**TRY IT**
The answer must consist solely of the line containing "Query: dark background machinery" and every line after it in the records below, through the last, each reproduced exactly.

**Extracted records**
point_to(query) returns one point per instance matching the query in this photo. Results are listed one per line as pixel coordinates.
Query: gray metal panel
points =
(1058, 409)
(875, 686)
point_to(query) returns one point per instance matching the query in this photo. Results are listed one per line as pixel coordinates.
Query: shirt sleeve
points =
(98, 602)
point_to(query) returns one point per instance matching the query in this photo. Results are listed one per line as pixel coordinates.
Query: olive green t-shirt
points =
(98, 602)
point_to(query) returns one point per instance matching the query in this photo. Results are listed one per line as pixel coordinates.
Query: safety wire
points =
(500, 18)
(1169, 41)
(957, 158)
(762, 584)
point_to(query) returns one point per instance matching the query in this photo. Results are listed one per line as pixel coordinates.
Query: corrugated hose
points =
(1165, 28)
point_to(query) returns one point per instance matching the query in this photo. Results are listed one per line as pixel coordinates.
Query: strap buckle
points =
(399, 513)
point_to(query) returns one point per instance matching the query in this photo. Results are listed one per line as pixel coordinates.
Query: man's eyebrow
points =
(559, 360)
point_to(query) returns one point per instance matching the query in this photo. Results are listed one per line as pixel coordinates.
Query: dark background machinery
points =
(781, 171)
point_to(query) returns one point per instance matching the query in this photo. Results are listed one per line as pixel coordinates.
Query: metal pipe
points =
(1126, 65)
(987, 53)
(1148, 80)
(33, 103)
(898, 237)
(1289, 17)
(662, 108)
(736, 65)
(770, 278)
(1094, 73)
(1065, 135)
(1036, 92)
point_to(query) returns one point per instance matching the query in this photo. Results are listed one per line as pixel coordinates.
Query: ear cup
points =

**RESULT**
Query: dark background machinery
points =
(781, 171)
point_to(query) returns one point per instance matching the query in this photo. Results are listed one per line as pixel coordinates.
Query: metal pipe
points =
(1126, 65)
(987, 53)
(1148, 80)
(33, 103)
(898, 237)
(1289, 17)
(662, 108)
(736, 65)
(770, 278)
(1094, 73)
(1065, 135)
(1036, 92)
point_to(query) returns one point per instance matching the query in this photo. Results are listed one per line as pixel coordinates.
Query: ear cup
points =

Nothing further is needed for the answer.